▶ [DOCUMENT EXCERPT]
===
The plaintiff, Tracy Templeton (Templeton), was an employee of the defendant railroad, Chicago and North Western Transportation Company (CNW). On January 27, 1984, Templeton was performing track work on a bridge located in Pekin, Illinois, and was severely injured when he fell through an opening in the bridge deck and landed on ice 31 feet below the bridge. Plaintiff filed suit in the circuit court of Cook County pursuant to the Federal Employers’ Liability Act (FELA) (45 U.S.C. § 51 et seq. (1988)), to recover damages for the injuries he sustained as a result of the fall. A jury awarded plaintiff damages in the amount of $3.5 million after a reduction of 14% for plaintiff’s contributory negligence.1

Defendant appealed contending, inter alia, that the trial court improperly admitted into evidence "fall-protection” regulations issued by the Federal Occupational Safety and Health Administration (OSHA) and instructed the jury on the same. In an earlier decision, we reversed the decision of the trial court solely on that issue. (See Templeton v. Chicago & North Western Transportation Co. (1991), 211 Ill. App. 3d 489, 570 N.E.2d 467.) However, the Illinois Supreme Court subsequently reversed the judgment of this court, affirming the decision of the trial court on the OSHA issue, and remanded the matter to this court for consideration of the remaining issues originally raised by defendant’s appeal. See Templeton v. Chicago & North Western Transportation Co. (1992), 151 Ill. 2d 325, 603 N.E.2d 441.

The following issues are presently before this court: (1) whether the trial court erred in permitting plaintiff to introduce evidence of previous employee accidents on other CNW bridges; (2) whether the trial court erred in failing to order a new trial after it was established that the jury had surreptitiously referred to an economics textbook during their deliberations on damages; (3) whether the jury’s finding that the plaintiff did not fail to mitigate his damages is contrary to the manifest weight of the evidence; and (4) whether the damage award was excessive.
===
▶ [WRITTEN EXERCISE] Copy the court opinion excerpt word for word from "Defendant appealed contending, inter" to "603 N.E.2d 441.". The records have no connection to the court opinion excerpt.

▶ [STORED ROWS]
===
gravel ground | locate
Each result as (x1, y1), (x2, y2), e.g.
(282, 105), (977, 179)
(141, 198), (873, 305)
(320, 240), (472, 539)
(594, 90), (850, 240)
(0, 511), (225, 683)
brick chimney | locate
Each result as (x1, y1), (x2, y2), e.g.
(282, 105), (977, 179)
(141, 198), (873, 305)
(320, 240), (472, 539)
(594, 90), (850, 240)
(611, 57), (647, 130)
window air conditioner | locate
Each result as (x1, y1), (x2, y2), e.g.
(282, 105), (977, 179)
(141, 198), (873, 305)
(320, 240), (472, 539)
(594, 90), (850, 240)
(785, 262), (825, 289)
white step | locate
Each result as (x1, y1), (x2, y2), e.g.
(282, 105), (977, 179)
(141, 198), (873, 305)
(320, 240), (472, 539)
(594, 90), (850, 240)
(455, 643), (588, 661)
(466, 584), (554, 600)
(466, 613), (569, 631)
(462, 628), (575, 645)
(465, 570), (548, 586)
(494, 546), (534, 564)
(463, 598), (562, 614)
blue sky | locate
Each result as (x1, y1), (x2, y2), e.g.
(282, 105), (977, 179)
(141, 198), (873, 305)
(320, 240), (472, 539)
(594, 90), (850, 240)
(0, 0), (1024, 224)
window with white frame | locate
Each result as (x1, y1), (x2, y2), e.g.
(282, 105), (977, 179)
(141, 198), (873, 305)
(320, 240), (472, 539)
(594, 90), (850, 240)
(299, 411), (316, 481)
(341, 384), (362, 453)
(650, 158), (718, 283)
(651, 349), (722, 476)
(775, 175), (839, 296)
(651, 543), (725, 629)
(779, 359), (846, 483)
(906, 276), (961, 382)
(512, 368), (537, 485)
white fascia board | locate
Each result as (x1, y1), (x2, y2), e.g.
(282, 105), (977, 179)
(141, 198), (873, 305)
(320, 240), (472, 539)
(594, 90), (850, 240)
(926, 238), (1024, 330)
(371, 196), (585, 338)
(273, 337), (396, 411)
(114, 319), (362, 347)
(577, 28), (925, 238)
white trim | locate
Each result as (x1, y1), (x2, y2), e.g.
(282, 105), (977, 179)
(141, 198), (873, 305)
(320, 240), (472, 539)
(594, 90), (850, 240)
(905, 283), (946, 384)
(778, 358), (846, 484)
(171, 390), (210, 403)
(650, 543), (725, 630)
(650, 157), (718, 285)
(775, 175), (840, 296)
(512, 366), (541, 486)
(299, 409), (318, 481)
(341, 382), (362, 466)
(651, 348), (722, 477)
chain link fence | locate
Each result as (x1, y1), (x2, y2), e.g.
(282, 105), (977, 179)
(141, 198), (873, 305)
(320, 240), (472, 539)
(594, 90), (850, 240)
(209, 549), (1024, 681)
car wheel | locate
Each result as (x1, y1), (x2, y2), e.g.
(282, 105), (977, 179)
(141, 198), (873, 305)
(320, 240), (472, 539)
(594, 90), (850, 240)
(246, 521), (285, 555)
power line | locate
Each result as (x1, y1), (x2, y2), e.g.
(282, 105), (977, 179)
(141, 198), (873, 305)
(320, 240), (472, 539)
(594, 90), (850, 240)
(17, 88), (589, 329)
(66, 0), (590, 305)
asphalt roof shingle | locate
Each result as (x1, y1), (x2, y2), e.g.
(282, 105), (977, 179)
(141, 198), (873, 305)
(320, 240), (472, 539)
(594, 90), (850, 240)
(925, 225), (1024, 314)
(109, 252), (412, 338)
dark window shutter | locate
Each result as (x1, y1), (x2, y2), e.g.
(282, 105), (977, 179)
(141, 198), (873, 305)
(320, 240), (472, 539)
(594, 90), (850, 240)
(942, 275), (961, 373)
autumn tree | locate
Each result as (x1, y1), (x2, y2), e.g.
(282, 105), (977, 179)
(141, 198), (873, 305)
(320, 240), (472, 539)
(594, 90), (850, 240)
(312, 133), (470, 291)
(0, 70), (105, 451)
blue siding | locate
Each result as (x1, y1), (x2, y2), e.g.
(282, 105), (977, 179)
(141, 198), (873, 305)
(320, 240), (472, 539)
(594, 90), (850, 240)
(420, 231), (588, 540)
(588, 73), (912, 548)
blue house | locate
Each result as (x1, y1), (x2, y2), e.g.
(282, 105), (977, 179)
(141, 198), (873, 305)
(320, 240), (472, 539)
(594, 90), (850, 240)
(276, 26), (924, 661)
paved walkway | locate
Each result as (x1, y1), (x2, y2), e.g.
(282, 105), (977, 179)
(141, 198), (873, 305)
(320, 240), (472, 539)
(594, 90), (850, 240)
===
▶ [FINISHED EXERCISE]
Defendant appealed contending, inter alia, that the trial court improperly admitted into evidence "fall-protection” regulations issued by the Federal Occupational Safety and Health Administration (OSHA) and instructed the jury on the same. In an earlier decision, we reversed the decision of the trial court solely on that issue. (See Templeton v. Chicago & North Western Transportation Co. (1991), 211 Ill. App. 3d 489, 570 N.E.2d 467.) However, the Illinois Supreme Court subsequently reversed the judgment of this court, affirming the decision of the trial court on the OSHA issue, and remanded the matter to this court for consideration of the remaining issues originally raised by defendant’s appeal. See Templeton v. Chicago & North Western Transportation Co. (1992), 151 Ill. 2d 325, 603 N.E.2d 441.